# Using the information
1. From the piece on stroke rehabilitation sensors, extract the stretch from "Designed by a" through "monitoring and rehab.".
2. In the piece on stroke rehabilitation sensors, what qualities does the quoted professor say the sensor has when translating finger movements into on-screen game commands? List them all.
3. According to the piece on stroke rehabilitation sensors, how large are the electronic patch sensors?

New paper-thin piezoelectric patch sensors designed for at-home stroke rehabilitation may soon revolutionize post-stroke care by offering potential accessible, efficient rehabilitation and improving patient outcomes through self-motivated healthcare and entertainment.
Designed by a team of University of Houston engineers, the piezoelectric sensors, which create electric charges when they are bent or squeezed, resolve a critical gap in stroke rehabilitation. Once discharged from the hospital, many patients are no longer able to receive intensive rehabilitation. The technology opens the door to low-cost, high-efficiency tools for remote monitoring and rehab.
What's more, it's fun!
The electronic patch sensors are small (5mm by 5mm), thin and flexible, applied to the skin like band aids, and help stroke patients recover their motor skills through play. The team's self-driven rehabilitation system plays the rock-paper-scissors game, where the generated voltage signals from skin-attachable sensors determine whether the game is won or lost within a specific response time.
"The sensor is attached to the skin of joints and muscles in the hand and translates finger movements into on-screen game commands with high sensitivity, fast response times, exceptional stability and biocompatibility. This self-powered system makes physical therapy as exciting as playing a video game, allowing patients to lead their own recovery process anytime, anywhere," said Jae-Hyun Ryou, professor of Mechanical & Aerospace Engineering at UH, who announced the new sensors in Advanced Healthcare Materials.

# Records provided

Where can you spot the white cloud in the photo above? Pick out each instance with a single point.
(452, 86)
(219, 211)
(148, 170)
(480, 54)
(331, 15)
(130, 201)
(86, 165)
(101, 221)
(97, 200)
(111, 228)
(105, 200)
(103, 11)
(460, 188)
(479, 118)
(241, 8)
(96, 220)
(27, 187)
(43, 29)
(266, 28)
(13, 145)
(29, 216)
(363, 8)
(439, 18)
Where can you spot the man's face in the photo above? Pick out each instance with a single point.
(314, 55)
---
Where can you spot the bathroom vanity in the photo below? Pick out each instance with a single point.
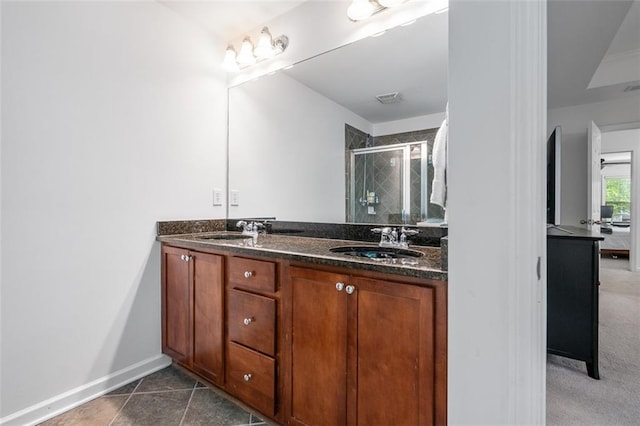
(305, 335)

# Answers in order
1.
Designed by a team of University of Houston engineers, the piezoelectric sensors, which create electric charges when they are bent or squeezed, resolve a critical gap in stroke rehabilitation. Once discharged from the hospital, many patients are no longer able to receive intensive rehabilitation. The technology opens the door to low-cost, high-efficiency tools for remote monitoring and rehab.

2.
- high sensitivity
- fast response times
- exceptional stability
- biocompatibility

3. 5mm by 5mm.